Your instructions —
Scale the listing from the line that has "Target: dirt ground" through its final line, both included. Repeat every line, requests too, with each point coordinate in the answers multiplied by 1.2 and rounded to a whole number (halves up), and return only those lines.
_ _ _ _ _
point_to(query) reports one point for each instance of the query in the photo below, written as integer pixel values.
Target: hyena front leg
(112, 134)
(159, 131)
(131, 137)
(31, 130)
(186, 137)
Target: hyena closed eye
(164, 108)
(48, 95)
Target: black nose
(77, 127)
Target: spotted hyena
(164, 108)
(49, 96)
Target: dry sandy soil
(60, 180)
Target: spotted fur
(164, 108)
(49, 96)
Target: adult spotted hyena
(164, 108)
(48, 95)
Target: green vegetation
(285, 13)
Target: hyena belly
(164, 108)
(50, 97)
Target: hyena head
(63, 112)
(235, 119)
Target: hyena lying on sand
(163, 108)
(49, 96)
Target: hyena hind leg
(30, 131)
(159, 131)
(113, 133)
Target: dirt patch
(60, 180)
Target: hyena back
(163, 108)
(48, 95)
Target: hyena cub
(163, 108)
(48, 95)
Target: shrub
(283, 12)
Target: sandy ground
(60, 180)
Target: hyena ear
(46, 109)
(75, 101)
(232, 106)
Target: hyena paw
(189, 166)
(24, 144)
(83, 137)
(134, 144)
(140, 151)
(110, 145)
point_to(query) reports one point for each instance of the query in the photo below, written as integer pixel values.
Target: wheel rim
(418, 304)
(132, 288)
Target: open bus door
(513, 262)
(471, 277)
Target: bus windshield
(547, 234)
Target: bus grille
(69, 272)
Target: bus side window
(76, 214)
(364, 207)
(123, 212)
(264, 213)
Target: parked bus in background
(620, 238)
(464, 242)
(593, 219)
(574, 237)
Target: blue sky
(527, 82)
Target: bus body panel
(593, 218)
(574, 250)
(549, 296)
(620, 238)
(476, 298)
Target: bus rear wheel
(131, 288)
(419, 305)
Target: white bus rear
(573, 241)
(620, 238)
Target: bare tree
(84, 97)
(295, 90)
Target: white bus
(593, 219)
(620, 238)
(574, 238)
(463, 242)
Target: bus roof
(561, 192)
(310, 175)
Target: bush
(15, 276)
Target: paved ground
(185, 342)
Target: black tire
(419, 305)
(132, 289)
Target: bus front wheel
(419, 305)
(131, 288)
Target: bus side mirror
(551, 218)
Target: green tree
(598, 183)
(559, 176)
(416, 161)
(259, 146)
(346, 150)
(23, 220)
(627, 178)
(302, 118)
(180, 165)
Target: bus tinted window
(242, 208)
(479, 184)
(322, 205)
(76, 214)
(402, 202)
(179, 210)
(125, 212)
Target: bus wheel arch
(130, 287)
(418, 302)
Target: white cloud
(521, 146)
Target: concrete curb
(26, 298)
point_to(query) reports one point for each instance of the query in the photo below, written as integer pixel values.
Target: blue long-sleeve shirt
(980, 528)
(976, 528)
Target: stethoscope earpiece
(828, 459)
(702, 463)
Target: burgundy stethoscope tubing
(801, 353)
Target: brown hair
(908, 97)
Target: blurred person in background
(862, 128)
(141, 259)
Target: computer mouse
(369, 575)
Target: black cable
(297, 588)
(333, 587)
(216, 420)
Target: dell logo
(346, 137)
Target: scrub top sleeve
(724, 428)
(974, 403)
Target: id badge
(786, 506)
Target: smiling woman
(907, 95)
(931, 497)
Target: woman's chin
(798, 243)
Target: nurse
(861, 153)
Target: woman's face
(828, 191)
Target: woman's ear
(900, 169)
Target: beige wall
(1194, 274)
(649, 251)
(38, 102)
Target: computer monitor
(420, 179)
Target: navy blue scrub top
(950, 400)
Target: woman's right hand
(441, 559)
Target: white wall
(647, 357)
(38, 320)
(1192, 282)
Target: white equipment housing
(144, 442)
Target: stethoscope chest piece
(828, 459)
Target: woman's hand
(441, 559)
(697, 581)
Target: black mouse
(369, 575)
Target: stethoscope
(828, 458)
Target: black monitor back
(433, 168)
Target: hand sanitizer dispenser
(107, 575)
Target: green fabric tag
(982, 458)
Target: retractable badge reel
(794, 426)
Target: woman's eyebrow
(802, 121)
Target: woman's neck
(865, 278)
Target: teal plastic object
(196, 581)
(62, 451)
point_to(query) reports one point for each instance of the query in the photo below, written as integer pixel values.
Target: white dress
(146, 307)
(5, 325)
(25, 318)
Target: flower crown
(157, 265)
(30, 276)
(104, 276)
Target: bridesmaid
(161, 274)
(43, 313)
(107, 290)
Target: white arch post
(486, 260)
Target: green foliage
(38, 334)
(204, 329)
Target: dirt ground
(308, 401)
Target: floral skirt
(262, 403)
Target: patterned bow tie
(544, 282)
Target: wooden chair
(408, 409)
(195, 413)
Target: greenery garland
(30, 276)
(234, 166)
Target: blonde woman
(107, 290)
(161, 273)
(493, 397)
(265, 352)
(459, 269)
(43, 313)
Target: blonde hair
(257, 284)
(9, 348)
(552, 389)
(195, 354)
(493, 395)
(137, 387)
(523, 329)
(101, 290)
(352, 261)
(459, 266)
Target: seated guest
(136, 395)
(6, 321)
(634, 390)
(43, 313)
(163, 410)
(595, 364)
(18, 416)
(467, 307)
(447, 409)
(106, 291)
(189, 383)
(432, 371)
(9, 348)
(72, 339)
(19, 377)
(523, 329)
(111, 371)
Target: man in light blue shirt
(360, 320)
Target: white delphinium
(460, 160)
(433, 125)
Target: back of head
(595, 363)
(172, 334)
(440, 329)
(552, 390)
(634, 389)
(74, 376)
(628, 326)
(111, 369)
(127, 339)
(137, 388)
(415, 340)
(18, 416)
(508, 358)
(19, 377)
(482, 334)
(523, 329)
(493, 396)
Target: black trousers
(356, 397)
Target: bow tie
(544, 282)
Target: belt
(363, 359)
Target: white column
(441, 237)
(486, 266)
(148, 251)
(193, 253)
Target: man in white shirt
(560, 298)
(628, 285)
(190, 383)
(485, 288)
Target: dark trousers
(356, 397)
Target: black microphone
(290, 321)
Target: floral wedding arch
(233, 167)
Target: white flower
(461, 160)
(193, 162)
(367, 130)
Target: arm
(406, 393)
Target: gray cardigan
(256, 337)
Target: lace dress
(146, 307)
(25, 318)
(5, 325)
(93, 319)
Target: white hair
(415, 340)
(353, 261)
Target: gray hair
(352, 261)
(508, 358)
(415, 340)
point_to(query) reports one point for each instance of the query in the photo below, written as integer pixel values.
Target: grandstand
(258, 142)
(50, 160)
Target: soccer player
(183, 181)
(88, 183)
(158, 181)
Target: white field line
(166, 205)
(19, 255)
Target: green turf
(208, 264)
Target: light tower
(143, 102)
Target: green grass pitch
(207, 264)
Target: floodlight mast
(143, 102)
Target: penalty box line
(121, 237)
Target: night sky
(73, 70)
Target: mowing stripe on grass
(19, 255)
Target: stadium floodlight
_ _ _ _ _
Solution for this exercise —
Target: dirt ground
(370, 481)
Target: floral skirt
(314, 484)
Target: patterned bow tie
(653, 338)
Target: wooden chair
(490, 491)
(234, 496)
Target: greenery garland
(36, 331)
(281, 199)
Target: blonde woman
(128, 348)
(193, 328)
(592, 476)
(318, 422)
(551, 323)
(52, 376)
Target: blonde hair
(308, 341)
(11, 418)
(662, 467)
(234, 425)
(592, 474)
(164, 464)
(628, 395)
(121, 348)
(422, 313)
(551, 319)
Target: seated guest
(163, 474)
(7, 385)
(761, 468)
(52, 376)
(196, 492)
(714, 437)
(22, 499)
(560, 368)
(536, 491)
(127, 349)
(227, 460)
(518, 445)
(11, 418)
(86, 407)
(23, 452)
(628, 395)
(133, 445)
Target: man in light blue shirt
(432, 384)
Target: white delphinium
(552, 192)
(520, 150)
Target: back of head
(714, 436)
(206, 401)
(528, 395)
(662, 468)
(761, 467)
(89, 451)
(754, 391)
(133, 443)
(152, 407)
(164, 466)
(498, 408)
(22, 499)
(610, 430)
(23, 452)
(578, 401)
(628, 395)
(592, 475)
Target: black trousers
(427, 476)
Target: bow tie
(653, 338)
Target: belt
(436, 431)
Target: white column
(529, 284)
(583, 319)
(178, 301)
(232, 304)
Target: man in white shirt
(672, 358)
(754, 342)
(228, 460)
(582, 346)
Target: dark trousers
(427, 476)
Target: black microphone
(348, 385)
Target: floral wedding arch
(280, 200)
Target: white flower
(553, 192)
(232, 194)
(440, 156)
Target: arm
(487, 472)
Target: gray cardigan
(307, 404)
Target: lace dress
(175, 368)
(30, 382)
(6, 390)
(112, 383)
Target: white hair
(498, 408)
(424, 313)
Target: gray hair
(422, 313)
(610, 430)
(498, 408)
point_to(query) reports one point for each instance of the query in the photo below, written as integer pixel values.
Target: grandstand
(310, 170)
(60, 192)
Target: soccer player
(220, 217)
(106, 220)
(190, 217)
Target: white field line
(199, 246)
(23, 306)
Target: green turf
(250, 317)
Target: light tower
(172, 122)
Target: green grass pitch
(248, 317)
Target: floodlight mast
(172, 122)
Target: penalty box line
(145, 284)
Target: night sky
(88, 84)
Target: mowing stripe on grass
(23, 306)
Target: stadium floodlight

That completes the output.